• TO DO
Return the listing below exactly, with the pictures dropped.

• DATA EXTRACT
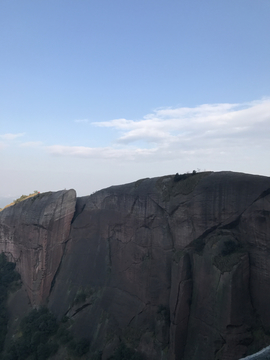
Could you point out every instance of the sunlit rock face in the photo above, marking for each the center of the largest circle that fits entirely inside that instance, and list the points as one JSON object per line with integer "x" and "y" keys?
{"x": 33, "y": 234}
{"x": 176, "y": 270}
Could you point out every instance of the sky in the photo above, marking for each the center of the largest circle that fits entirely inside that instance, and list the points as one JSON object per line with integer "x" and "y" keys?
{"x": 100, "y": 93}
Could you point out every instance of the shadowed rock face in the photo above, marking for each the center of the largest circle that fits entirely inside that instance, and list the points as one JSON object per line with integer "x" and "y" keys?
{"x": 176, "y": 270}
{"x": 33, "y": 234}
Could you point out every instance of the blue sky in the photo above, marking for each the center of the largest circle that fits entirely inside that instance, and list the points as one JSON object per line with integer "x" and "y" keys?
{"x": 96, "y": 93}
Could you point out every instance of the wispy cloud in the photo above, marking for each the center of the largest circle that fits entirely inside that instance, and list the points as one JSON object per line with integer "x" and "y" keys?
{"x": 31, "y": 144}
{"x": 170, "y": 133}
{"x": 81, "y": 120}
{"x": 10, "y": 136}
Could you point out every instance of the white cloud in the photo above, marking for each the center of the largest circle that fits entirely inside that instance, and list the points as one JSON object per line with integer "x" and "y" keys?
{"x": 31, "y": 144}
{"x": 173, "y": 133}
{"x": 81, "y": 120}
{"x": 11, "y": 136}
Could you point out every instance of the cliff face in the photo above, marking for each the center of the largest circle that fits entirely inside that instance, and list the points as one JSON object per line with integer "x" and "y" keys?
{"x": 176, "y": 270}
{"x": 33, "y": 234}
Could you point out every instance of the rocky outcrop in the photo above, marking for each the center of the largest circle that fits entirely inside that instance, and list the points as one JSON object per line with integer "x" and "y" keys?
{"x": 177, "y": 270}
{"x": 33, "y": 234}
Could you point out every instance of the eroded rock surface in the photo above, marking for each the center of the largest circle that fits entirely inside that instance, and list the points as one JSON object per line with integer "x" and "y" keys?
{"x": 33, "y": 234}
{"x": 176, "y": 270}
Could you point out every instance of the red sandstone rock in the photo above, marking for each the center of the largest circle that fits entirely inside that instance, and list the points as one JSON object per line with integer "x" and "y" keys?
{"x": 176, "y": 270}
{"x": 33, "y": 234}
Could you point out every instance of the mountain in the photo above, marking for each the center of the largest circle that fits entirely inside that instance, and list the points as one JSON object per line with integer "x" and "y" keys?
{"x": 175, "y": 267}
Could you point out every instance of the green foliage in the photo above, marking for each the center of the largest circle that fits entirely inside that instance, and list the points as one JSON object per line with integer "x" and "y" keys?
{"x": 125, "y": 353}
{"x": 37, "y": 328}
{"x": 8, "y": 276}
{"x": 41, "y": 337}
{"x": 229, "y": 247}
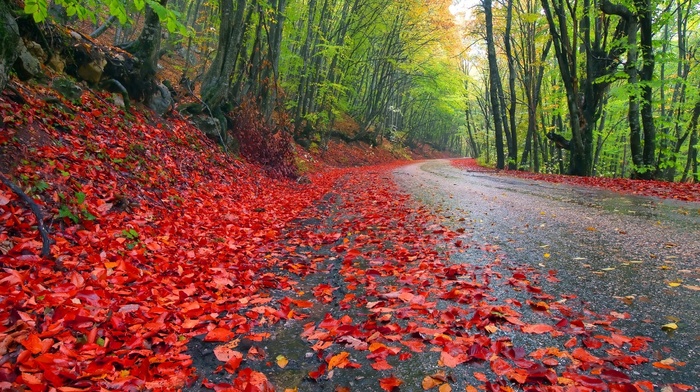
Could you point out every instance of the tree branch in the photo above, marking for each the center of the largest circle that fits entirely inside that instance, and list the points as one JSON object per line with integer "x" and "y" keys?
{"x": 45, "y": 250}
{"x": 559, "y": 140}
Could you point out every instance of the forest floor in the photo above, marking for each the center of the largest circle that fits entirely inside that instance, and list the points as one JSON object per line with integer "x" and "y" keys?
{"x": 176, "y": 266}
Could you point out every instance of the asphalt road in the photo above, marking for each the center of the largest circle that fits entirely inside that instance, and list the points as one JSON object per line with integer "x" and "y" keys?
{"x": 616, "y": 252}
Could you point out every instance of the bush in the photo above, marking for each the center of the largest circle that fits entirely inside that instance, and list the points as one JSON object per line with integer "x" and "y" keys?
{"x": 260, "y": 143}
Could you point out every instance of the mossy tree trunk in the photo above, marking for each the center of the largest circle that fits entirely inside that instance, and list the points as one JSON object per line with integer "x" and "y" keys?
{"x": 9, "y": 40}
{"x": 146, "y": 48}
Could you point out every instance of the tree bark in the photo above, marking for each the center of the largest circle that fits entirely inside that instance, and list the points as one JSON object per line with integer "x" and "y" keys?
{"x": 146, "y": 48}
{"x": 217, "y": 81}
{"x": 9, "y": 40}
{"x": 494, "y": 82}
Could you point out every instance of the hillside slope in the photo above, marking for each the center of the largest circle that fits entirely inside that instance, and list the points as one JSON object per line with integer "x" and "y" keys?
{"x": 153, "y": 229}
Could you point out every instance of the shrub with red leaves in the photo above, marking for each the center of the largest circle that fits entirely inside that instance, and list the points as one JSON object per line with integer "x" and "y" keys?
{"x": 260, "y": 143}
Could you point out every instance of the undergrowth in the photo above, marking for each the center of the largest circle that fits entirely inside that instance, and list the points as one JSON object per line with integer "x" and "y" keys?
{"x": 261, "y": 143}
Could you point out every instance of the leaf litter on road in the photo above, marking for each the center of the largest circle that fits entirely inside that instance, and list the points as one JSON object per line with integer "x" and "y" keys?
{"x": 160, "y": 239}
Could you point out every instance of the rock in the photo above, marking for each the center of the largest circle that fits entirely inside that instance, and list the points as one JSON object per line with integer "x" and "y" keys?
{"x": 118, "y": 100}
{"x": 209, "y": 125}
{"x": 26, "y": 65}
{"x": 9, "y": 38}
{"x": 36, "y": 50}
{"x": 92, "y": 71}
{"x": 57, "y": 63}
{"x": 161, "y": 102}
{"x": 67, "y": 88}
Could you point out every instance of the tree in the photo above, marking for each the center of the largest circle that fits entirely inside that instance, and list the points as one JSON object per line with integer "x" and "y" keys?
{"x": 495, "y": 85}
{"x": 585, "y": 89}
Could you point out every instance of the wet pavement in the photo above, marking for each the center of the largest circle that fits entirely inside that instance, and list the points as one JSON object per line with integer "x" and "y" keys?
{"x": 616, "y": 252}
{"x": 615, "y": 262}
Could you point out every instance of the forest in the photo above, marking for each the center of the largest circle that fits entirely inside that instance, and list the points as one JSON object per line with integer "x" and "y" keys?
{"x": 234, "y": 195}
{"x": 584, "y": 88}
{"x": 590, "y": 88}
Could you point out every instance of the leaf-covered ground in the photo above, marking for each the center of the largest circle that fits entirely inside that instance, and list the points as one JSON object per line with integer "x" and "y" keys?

• OUTPUT
Could you point out every instance of the sunlit rock face in the photo above, marking for each the center of the largest circle that fits entirely inside that instance, and list the points as one JSON object per line with integer "x" and "y" keys?
{"x": 33, "y": 234}
{"x": 176, "y": 270}
Could you point out every instance of the sky in the photo above, marking for each the center of the largest circle that fits entirely inside that instance, and list the points as one JSON object per line with integer "x" and "y" keys?
{"x": 100, "y": 93}
Could you point out every instance of the shadowed rock face in the photo above, marking for each the center of the largest circle that fits entirely inside that instance, and list the points as one JSON object per line with integer "x" and "y" keys?
{"x": 176, "y": 270}
{"x": 33, "y": 234}
Could you point out every instance of the blue sky in the photo above, marking for each the center of the largest circle that fits entirely inside that instance, and list the points as one JSON object per line with integer "x" and "y" keys?
{"x": 96, "y": 93}
Could you point out every instance of the wispy cloud in the photo above, marking for each the center of the largest circle that fits entirely inside that instance, and list the points as one JSON object per line with integer "x" and "y" keys?
{"x": 31, "y": 144}
{"x": 170, "y": 133}
{"x": 81, "y": 120}
{"x": 10, "y": 136}
Could you point out every instance of the white cloud in the photo above, marking for each the center of the largest circle that fits entirely inside that instance, and list the points as one JSON object per line with integer "x" and "y" keys?
{"x": 31, "y": 144}
{"x": 173, "y": 133}
{"x": 81, "y": 120}
{"x": 11, "y": 136}
Could you point out every instance of the cliff face in the photo above, marking for each the center of the largest circle that fits entirely inside that instance, and list the points as one JSON object per line with integer "x" and "y" keys?
{"x": 176, "y": 270}
{"x": 33, "y": 234}
Could you point out every instance of the rocky outcrop in the photo above, marking for each the center of the largest circle that fits entirely inside that instance, and list the points as one JSON object per line with integer "x" and "y" keys?
{"x": 177, "y": 270}
{"x": 33, "y": 234}
Could you point out every instance of the eroded rock surface in the photo above, marking for each the center of the largest circle that fits entirely inside that instance, and list the points as one JSON object per line with integer "x" and "y" keys?
{"x": 33, "y": 234}
{"x": 176, "y": 270}
Could you point out every instance of the red sandstone rock in the photo above, marking for each the center of the largest circle that fits entirely inside that instance, and list the points as one JSON object per line with integer "x" and "y" keys?
{"x": 176, "y": 270}
{"x": 33, "y": 234}
Could you point out every instance of the mountain in the photo above, marking for each the center of the largest circle that fits entirely inside that instance, and list the points as one JSON object per line with integer "x" and "y" keys?
{"x": 175, "y": 267}
Could you point out every instance of the green foliage in the photo above, marking for each the center of the largest circle that fits entirely inside that instance, and list the points as one JSON object per line with integer "x" and "y" keys?
{"x": 125, "y": 353}
{"x": 37, "y": 328}
{"x": 8, "y": 276}
{"x": 41, "y": 337}
{"x": 229, "y": 247}
Could you point out every instance of the tree branch in the photo above, marking for each the center of the largest circle that fits entirely inside that instance, and list the points as one JSON object per line with integer "x" and "y" keys?
{"x": 45, "y": 250}
{"x": 559, "y": 140}
Could you point out every instance of the forest floor in the photo above, marking for each the center of the largest circle that fits entirely inside that instance, and list the points as one JSON object per line with integer "x" and "y" keys?
{"x": 176, "y": 266}
Could you point out every instance of the asphalt road in the photo above, marking for each the center of the largest circle that fits entirely inside that instance, and list the points as one JSON object per line with integer "x" and "y" keys?
{"x": 616, "y": 252}
Could you point out every instance of the bush in the photo above, marking for each the center of the largest circle that fits entirely inside that instance, and list the points as one JSON object per line with integer "x" and "y" keys?
{"x": 260, "y": 143}
Could you point out every instance of the mossy tree trunk in the photo above, marking for each the center of the largest circle that fits entirely inside that instance, and list the points as one JSON object per line with integer "x" and "y" keys?
{"x": 9, "y": 40}
{"x": 146, "y": 48}
Could you point out every instance of the tree bark in the photo above, marking for each the center of the largest circle that fits entirely inside that instance, and list the points as one JSON object per line with integer "x" and "y" keys?
{"x": 146, "y": 48}
{"x": 217, "y": 81}
{"x": 9, "y": 40}
{"x": 494, "y": 82}
Could you point out every instance of the hillside slope in the photo above, marking for each the center of the largest circle that fits entirely inside that instance, and list the points as one JSON object per line with integer "x" and "y" keys?
{"x": 153, "y": 229}
Could you point out every instance of the shrub with red leaves in the photo above, marking for each the center of the largest circle that fits entirely inside that instance, and list the points as one JSON object per line with integer "x" and "y" keys?
{"x": 260, "y": 143}
Could you point out every instance of the undergrowth in the photo above, marking for each the center of the largest circle that fits entirely inside that instance, and list the points as one JSON object per line with integer "x" and "y" keys?
{"x": 261, "y": 143}
Could you point out every instance of the leaf litter on road in the photo above, marking for each the center of the largest circle that fits entirely inside that instance, and list the points as one JSON object per line with integer "x" and "y" keys?
{"x": 160, "y": 239}
Could you point out every instance of the rock in the photo above, marking for each the center of the largest circle that fits entirely inside that instance, and list the points as one JSON object per line with integer "x" and "y" keys?
{"x": 118, "y": 100}
{"x": 209, "y": 125}
{"x": 26, "y": 65}
{"x": 9, "y": 38}
{"x": 36, "y": 50}
{"x": 92, "y": 71}
{"x": 57, "y": 63}
{"x": 161, "y": 102}
{"x": 67, "y": 88}
Could you point out every instance of the tree in the photo above, marking for each the center of the largest circle that fits entirely inside that instance, and list the points as one JSON object per line with integer "x" and "y" keys?
{"x": 495, "y": 85}
{"x": 585, "y": 89}
Could you point out every instance of the wet pavement in the photo above, marking for each the center of the largest circle that fits entirely inside that instance, and list the points as one JSON object per line with integer "x" and "y" keys?
{"x": 616, "y": 252}
{"x": 615, "y": 262}
Could you point out every instance of the forest in the photo above, marking for each the center of the largest circle that fits entirely inside that instance, and list the points as one JSON object per line with integer "x" and "y" keys?
{"x": 234, "y": 195}
{"x": 584, "y": 88}
{"x": 590, "y": 88}
Could you point out every instance of the leaf-covered ground in the photo above, marking for each the center of the largest circle that fits entirely inside that instance, and list the points as one JSON object per line with integer "x" and "y" keys?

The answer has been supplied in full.